[Excerpted text Boundary: Start]
T.W. Taylor: You know, that is very true. I’ve got one of my employees, she’s lost about, I don’t know, 25 or 30 pounds in two months. And one of her complaints is that she used to go home at night and have a couple of beers. Well, now she can’t even drink a half of one and doesn’t want any more. And the reason is this stops all the noise in your head. So it reduces your gremlin hormone, increases your leptin, so you don’t, you’re not hungry. You don’t think about food all the time. And what that does is it decreases all this time you’re spending on food. And it appears it bleeds over to these other things like drinking, smoking, et cetera. So it helps people across the board.
Bonnie Bond, CPA: Interesting.
Scotty Sykes, CPA, CFP®: It sure is.
Bonnie Bond, CPA: I love what you’re doing TW. I mean like I said I knew you would be on this way before a lot of people and you’re definitely taking it to the next level in patient care which I think is so big we forget about that. You know we’ve been pushing this with pharmacies and clients right now to take a look at this as an option, but you know you always forget that part is the supplements. The other things that you can also continue to sell to make the patient care experience better and make them healthier and get through this, you know, the best way they can. So, I appreciate that.
T.W. Taylor: Well, I mean, you know, really, as a health care professional, our job is make people healthier. Today’s medicine keeps them sick. When you go in, the only choice they have is another drug. And it should not be like that. And this is nothing new. Hippocrates, father of modern medicine, said 2,000 years ago, basically food is medicine and medicine is food. And so, we should take advantage of these opportunities, change how we practice, and start helping our patients. And I know a lot of people out there, you we’ve been licking, sticking, counting and pouring for so long. But if you get out and talk to your patients, and I don’t put a hard sell in, but I just tell them these are the things that would help you, they can make up their own mind. And I don’t expect to sell 100% of the time. If I sell 10% of the time, that’s 10% more than I had. To give you an example of what 10% means to you, if you had 3,000 patients in your database and only 300 of them did this it’d be a million dollars in sales a year at five hundred thousand dollars profit I mean you don’t need to get everybody just get the people that are interested in helping themselves and It’ll make your pharmacy better. It’ll make their lives better, and you will be a lot happier
Scotty Sykes, CPA, CFP®: That sounds like the bottom line to me. Yeah.
[Excerpted text Boundary: End]
[Data section Boundary: Start]
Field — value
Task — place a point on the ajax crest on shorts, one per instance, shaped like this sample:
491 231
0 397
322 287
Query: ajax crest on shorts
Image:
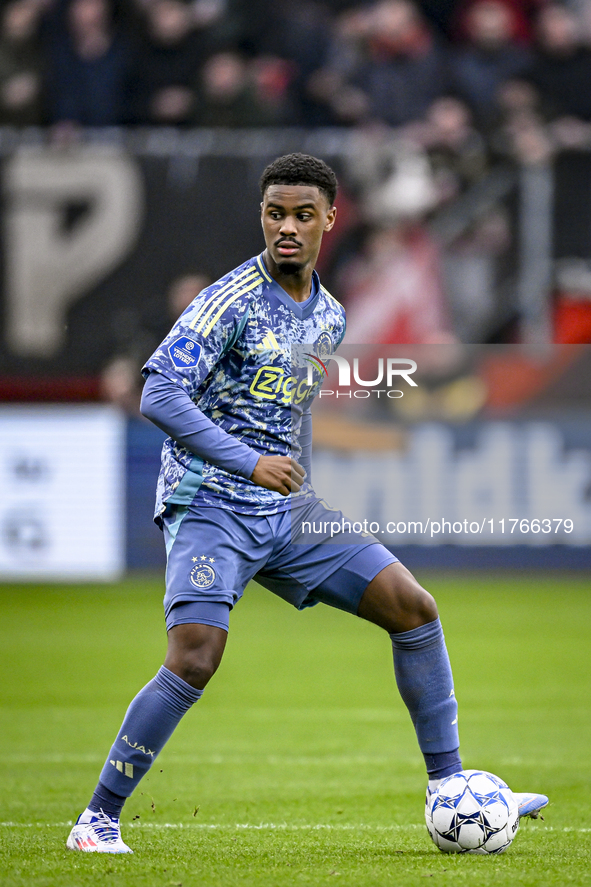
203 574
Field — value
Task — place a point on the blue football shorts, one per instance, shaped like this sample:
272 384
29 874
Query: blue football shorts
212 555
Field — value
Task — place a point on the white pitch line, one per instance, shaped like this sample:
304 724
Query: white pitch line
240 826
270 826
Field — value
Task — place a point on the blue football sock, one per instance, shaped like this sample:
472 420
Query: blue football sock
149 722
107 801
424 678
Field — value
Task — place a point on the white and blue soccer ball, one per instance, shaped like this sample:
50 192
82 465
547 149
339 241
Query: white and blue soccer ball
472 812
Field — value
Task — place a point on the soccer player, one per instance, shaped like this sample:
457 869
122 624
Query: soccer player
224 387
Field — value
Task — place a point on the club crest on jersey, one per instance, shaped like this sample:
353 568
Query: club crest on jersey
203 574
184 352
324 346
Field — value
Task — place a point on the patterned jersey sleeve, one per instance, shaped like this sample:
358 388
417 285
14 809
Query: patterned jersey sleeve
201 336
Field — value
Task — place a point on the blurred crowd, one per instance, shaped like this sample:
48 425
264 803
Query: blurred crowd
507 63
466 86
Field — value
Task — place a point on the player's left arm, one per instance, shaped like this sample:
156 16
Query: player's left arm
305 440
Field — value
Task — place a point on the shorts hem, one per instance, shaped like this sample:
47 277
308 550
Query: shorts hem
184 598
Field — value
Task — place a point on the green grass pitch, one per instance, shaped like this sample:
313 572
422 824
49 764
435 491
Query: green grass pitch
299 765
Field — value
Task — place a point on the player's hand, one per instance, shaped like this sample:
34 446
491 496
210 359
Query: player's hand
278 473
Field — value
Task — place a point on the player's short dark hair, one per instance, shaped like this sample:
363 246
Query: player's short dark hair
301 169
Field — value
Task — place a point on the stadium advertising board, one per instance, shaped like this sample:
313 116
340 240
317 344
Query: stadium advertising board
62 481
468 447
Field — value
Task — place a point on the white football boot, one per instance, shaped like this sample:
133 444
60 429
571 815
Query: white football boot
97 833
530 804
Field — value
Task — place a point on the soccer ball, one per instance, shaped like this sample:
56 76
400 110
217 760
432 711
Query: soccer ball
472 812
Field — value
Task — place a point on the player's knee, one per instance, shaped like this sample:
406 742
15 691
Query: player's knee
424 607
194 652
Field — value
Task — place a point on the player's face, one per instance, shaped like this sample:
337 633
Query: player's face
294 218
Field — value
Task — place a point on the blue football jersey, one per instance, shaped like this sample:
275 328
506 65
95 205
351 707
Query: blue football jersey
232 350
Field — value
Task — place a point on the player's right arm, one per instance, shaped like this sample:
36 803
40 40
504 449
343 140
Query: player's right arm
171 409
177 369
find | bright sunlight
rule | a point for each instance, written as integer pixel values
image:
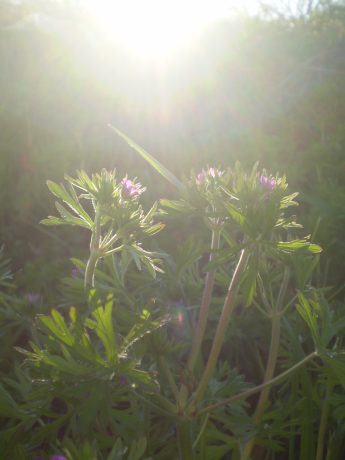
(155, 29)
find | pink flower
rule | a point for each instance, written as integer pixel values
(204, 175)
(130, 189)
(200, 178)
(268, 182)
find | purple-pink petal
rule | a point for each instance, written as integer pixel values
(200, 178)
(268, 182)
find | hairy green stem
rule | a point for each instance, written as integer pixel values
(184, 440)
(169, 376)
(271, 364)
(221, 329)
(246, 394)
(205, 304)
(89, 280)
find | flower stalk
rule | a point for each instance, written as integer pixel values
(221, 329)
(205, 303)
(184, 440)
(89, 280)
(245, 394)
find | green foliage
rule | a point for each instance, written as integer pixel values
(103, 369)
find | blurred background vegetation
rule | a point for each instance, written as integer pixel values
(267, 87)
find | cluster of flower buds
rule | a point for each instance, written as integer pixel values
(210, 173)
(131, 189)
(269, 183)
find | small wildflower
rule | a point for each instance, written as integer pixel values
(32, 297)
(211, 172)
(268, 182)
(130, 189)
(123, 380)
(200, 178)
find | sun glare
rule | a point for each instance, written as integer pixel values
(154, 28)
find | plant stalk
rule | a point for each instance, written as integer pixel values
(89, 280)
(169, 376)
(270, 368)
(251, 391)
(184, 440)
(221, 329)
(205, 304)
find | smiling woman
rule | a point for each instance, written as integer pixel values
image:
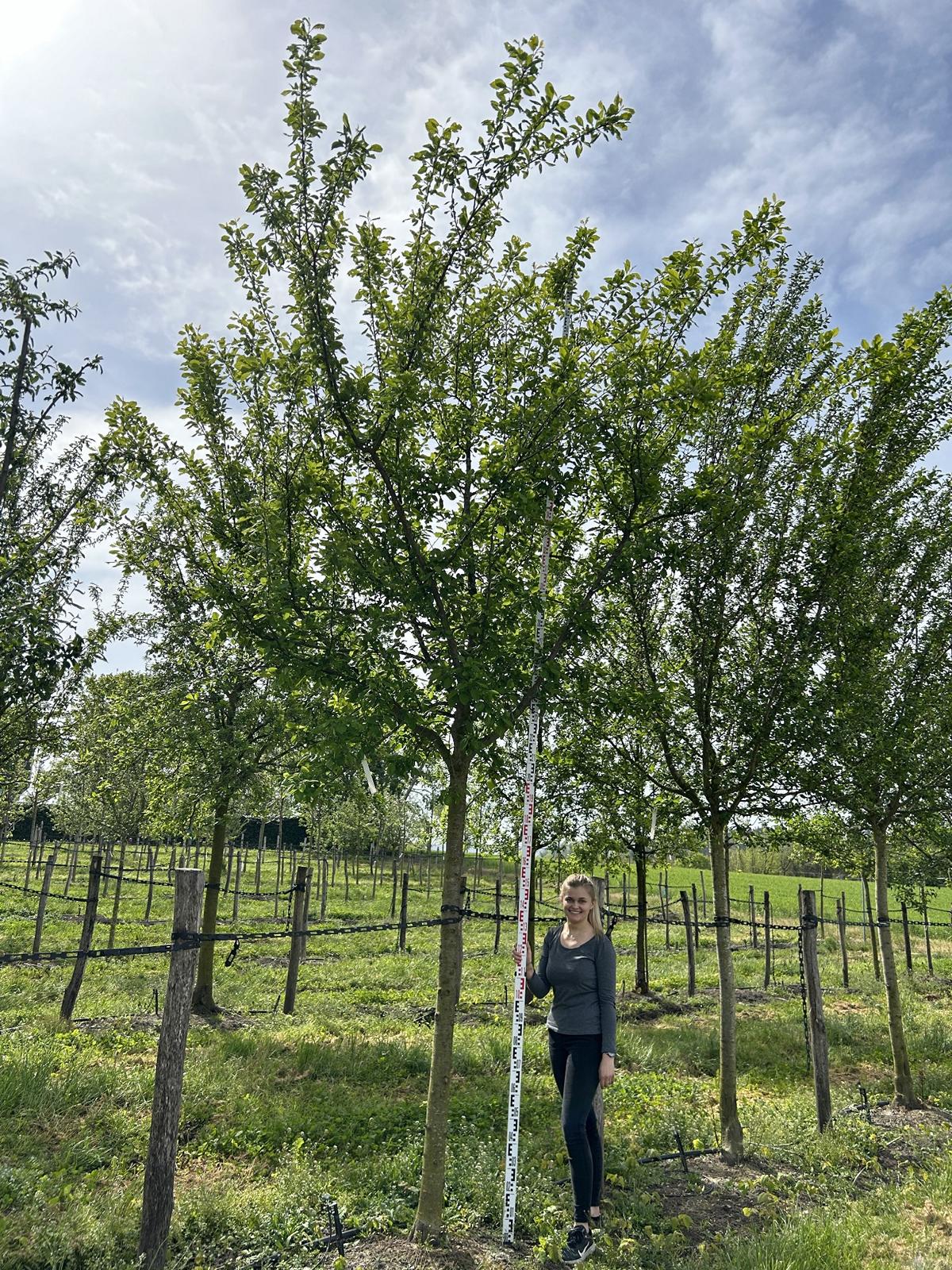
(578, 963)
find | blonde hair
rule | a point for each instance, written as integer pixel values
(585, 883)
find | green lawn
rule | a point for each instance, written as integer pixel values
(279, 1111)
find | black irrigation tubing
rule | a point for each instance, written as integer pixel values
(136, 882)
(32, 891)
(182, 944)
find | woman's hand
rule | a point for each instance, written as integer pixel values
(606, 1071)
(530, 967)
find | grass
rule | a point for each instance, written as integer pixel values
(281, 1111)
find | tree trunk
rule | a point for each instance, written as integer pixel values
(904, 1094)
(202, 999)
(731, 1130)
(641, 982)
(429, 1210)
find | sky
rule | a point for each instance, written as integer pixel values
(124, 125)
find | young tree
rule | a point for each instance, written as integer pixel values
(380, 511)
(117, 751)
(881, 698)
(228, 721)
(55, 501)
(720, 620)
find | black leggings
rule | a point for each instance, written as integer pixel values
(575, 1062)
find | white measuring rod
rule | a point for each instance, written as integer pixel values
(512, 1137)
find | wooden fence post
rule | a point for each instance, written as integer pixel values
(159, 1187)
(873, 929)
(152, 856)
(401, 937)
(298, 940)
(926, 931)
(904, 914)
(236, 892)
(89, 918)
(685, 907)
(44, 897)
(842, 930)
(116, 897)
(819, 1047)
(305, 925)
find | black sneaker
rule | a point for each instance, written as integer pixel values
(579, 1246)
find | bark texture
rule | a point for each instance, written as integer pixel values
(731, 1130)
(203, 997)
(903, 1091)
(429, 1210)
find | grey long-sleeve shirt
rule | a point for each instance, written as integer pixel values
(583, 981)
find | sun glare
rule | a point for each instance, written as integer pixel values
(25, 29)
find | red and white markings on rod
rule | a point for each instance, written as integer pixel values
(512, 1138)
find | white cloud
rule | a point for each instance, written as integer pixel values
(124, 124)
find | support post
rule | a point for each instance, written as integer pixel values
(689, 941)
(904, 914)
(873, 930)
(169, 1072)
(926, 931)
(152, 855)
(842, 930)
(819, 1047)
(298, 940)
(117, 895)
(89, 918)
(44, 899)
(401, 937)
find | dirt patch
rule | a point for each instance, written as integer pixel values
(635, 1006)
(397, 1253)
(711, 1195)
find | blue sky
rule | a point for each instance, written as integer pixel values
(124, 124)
[Data section Boundary: End]
[Data section Boundary: Start]
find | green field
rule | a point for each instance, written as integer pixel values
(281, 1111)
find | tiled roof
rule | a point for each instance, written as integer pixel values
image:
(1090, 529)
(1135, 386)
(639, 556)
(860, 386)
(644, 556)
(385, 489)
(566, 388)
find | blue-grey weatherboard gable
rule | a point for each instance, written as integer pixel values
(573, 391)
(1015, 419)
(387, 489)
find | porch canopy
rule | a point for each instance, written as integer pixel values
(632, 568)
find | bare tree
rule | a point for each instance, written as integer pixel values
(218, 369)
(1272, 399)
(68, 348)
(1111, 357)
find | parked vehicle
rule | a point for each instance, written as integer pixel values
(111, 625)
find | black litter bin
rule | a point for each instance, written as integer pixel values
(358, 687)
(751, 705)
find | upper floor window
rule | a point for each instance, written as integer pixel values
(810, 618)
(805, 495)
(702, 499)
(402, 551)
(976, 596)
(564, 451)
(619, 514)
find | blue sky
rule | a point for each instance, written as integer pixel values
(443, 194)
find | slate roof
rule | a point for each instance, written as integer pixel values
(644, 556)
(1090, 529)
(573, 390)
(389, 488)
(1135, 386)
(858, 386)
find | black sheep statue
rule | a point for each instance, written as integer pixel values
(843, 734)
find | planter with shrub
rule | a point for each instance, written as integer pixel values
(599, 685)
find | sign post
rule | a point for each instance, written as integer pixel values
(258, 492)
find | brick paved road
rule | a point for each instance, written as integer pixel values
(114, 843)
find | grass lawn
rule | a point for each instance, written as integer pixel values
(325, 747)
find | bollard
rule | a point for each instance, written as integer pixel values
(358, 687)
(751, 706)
[Data section Boundary: End]
[Data section Boundary: Start]
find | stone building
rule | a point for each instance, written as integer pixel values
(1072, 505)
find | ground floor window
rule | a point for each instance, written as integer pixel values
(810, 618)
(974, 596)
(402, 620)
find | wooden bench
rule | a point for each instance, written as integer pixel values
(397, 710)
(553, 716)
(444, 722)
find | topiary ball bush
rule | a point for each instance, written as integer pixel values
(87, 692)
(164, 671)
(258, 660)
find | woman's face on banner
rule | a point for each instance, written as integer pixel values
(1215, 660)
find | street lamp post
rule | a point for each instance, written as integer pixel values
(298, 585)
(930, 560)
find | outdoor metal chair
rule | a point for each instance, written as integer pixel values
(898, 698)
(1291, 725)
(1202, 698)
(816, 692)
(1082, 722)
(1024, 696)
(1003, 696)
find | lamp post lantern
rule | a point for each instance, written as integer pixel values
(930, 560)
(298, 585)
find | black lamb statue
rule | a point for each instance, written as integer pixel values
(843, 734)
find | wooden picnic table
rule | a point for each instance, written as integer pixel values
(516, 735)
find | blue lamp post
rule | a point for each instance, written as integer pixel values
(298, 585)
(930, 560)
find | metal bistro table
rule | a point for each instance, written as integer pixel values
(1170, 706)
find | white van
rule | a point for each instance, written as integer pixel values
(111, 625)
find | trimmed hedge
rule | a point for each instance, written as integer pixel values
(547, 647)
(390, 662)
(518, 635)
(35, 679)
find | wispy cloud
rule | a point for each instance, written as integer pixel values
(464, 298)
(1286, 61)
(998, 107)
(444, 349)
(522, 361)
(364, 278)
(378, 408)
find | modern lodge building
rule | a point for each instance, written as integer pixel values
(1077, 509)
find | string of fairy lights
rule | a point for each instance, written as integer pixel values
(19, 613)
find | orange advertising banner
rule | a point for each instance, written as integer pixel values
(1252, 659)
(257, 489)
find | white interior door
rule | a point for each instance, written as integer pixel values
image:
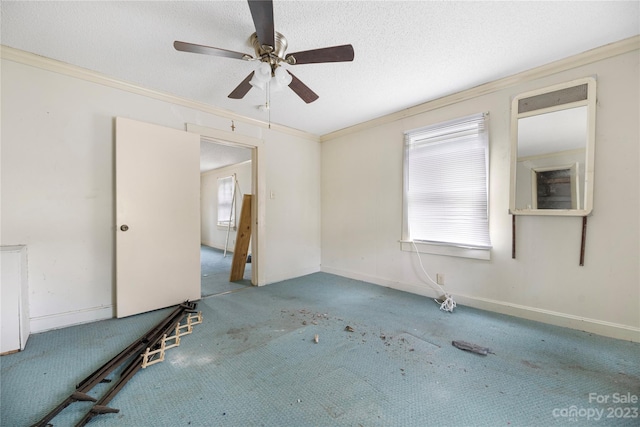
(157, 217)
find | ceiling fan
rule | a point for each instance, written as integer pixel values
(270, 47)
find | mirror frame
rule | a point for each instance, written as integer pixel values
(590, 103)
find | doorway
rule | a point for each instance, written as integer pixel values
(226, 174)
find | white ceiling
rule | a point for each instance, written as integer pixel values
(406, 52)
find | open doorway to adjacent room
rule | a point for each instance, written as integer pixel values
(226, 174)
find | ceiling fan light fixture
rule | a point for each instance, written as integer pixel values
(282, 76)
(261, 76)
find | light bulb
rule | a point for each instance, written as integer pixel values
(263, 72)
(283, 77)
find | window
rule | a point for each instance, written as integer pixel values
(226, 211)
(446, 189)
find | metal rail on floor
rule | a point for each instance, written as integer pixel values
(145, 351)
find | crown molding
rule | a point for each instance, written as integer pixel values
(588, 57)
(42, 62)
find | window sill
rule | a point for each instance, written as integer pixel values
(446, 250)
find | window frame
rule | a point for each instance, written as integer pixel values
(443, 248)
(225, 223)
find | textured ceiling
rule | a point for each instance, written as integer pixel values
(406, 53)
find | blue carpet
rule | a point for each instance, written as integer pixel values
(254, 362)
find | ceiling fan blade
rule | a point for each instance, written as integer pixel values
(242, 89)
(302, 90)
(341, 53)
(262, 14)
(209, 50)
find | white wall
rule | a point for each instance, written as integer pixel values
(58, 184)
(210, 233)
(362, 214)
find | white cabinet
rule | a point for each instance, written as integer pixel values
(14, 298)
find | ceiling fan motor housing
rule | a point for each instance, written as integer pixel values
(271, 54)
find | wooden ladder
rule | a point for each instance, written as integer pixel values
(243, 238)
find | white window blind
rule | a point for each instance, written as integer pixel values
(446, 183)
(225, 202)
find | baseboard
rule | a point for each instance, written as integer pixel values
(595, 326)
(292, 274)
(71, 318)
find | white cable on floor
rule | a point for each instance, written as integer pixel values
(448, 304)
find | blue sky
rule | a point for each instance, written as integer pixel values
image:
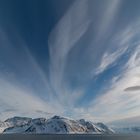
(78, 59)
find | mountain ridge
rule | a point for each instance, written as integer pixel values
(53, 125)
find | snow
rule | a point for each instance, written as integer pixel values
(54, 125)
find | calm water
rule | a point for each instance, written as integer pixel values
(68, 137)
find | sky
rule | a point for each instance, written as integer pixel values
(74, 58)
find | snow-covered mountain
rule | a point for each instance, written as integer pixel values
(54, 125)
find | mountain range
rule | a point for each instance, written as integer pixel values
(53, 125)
[Data section Boundary: End]
→ Work request A:
Do the following statements agree with the transcript? For each one, answer yes or no and quote the words of the transcript that decide it.
(i) T.W. Taylor says one of his employees lost 25 or 30 pounds in two months.
(ii) T.W. Taylor expects to sell to his patients every time.
(iii) T.W. Taylor says that 300 buyers out of 3,000 patients would bring a million dollars in sales a year.
→ Work request B: Please write out the passage of the transcript starting at "T.W. Taylor: You" and ending at "across the board.".

→ Task output A:
(i) Yes: "she’s lost about, I don’t know, 25 or 30 pounds in two months"
(ii) No: "And I don’t expect to sell 100% of the time."
(iii) Yes: "if you had 3,000 patients in your database and only 300 of them did this it’d be a million dollars in sales a year"

→ Task output B:
T.W. Taylor: You know, that is very true. I’ve got one of my employees, she’s lost about, I don’t know, 25 or 30 pounds in two months. And one of her complaints is that she used to go home at night and have a couple of beers. Well, now she can’t even drink a half of one and doesn’t want any more. And the reason is this stops all the noise in your head. So it reduces your gremlin hormone, increases your leptin, so you don’t, you’re not hungry. You don’t think about food all the time. And what that does is it decreases all this time you’re spending on food. And it appears it bleeds over to these other things like drinking, smoking, et cetera. So it helps people across the board.